__Reading passage__

• • • •

Hill Street is a street in Mayfair, London, which runs south-west, then west, from Berkeley Square to Deanery Street, a short approach way from Park Lane. It was developed from farmland in the 18th century. Travelling one block to the east and south sees a fall of about three metres, whereas in the other direction the land rises gradually across six main blocks to beyond the north of Marble Arch (see Hyde Park). Hill Street's homes gained fashionable status from the outset: grand townhouses seeing use, at first, as seasonal lettings (rentals) and/or longer-term London homes of nobility – later, of other wealthy capitalists as much. Twenty-two, approximately half of its town houses, are listed. Along its course, only Audley Square House departs from townhouse-sized frontage, yet this shares in the street's predominant form of domestic architecture, Georgian neo-classical. Hill Street's public house is the oldest surviving one in Mayfair.

==Development and architecture==

Hill Street marked in red on John Rocque's map of 1746

The street's development was overseen in the 1740s by local landowner Lord Berkeley, who owned the house, gardens and farm holdings now covered by Berkeley Square and streets beyond. When John Rocque produced his map of London in 1746, most streets on the west side of this square were shown in outline as building was underway; Hill Street was among the last area of farmland, and thus crosses "Farm" Street. Hill Street is like Mount Street and others to the north in dropping a little over three metres toward its east end, but here the land falls the same amount – though more rapidly – toward the next block south, scaled by Chesterfield Hill (in previous years named John Street) and Hays Mews; similarly to the east where the Tyburn ran.

• • • •

__Dataset entries__
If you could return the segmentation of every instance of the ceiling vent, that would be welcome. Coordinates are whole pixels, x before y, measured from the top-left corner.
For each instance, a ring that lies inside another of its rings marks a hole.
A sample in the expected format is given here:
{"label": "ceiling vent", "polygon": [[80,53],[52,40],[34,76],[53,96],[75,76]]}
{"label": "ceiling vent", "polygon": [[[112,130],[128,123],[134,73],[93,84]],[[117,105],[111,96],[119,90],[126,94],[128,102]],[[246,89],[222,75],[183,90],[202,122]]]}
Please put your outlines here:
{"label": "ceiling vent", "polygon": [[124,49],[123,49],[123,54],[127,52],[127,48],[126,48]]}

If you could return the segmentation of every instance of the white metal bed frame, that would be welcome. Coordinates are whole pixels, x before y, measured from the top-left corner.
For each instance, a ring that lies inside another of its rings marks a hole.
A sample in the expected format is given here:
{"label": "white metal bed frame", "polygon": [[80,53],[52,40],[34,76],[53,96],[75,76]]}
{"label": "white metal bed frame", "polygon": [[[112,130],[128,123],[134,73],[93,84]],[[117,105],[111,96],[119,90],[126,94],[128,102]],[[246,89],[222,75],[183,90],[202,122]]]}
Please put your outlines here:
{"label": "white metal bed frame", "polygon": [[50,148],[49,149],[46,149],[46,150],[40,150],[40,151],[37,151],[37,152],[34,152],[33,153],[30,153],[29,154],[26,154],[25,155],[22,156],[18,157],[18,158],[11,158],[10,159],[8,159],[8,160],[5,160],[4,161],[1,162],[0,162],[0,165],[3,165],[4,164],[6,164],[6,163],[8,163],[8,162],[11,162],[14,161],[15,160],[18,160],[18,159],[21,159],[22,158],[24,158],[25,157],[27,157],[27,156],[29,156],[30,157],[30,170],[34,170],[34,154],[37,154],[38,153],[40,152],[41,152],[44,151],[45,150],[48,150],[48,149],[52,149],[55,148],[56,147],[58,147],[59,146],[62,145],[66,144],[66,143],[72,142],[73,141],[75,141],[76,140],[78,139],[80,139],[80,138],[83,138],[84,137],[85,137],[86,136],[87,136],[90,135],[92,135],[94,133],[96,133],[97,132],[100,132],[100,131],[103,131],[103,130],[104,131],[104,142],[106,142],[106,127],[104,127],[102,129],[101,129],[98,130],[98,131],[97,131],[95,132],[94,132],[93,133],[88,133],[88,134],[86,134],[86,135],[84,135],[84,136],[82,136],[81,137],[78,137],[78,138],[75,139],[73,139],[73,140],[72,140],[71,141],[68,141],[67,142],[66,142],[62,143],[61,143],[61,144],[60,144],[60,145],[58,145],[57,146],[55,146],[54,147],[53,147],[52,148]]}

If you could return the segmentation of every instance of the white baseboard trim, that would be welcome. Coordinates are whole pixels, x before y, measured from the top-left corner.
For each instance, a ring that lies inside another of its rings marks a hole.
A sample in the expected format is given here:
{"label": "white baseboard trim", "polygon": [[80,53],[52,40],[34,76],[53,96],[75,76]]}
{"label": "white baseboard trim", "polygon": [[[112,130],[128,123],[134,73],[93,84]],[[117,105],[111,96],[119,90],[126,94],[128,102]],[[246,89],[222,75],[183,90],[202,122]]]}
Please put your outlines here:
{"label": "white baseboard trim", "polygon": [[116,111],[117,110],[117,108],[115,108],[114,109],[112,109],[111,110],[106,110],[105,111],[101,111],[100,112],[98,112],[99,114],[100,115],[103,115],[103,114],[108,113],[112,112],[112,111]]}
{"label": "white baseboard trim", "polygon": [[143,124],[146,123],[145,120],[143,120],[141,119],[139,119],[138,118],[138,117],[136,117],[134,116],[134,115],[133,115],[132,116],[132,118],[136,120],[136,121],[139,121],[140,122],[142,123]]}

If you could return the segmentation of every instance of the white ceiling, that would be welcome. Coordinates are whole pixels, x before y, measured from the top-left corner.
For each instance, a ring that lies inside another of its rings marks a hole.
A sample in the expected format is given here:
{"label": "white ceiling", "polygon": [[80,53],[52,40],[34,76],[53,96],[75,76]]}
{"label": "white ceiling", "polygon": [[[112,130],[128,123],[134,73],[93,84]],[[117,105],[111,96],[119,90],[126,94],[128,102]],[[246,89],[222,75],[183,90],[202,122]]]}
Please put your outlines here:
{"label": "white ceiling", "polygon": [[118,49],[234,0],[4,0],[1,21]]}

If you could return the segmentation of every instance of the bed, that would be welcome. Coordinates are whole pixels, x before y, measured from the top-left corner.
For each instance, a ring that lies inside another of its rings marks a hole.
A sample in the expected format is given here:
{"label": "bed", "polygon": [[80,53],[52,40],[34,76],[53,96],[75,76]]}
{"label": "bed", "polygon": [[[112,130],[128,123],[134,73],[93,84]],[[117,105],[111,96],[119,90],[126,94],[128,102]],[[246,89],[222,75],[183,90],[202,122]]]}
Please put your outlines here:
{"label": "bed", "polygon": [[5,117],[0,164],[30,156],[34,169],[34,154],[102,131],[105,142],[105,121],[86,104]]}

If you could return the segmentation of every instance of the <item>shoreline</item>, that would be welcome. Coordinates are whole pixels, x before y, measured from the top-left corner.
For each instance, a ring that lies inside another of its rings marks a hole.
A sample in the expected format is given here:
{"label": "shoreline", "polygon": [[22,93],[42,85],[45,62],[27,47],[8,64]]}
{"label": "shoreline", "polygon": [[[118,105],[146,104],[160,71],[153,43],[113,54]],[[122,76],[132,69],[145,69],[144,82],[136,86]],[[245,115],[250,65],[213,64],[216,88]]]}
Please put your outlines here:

• • • •

__Questions__
1. Other than Hill Street itself, list every place name in the passage about Hill Street that ends in the word "Street".
2. Do these statements agree with the passage about Hill Street? Answer yes or no for each, and quote the words that decide it.
(a) Hill Street was developed from farmland in the 17th century.
(b) About half of the street's town houses are listed.
(c) Chesterfield Hill used to go by another name.

__Responses to the tasks__
1. Deanery Street, Farm Street, Mount Street, John Street

2.
(a) No: "It was developed from farmland in the 18th century."
(b) Yes: "Twenty-two, approximately half of its town houses, are listed."
(c) Yes: "Chesterfield Hill (in previous years named John Street)"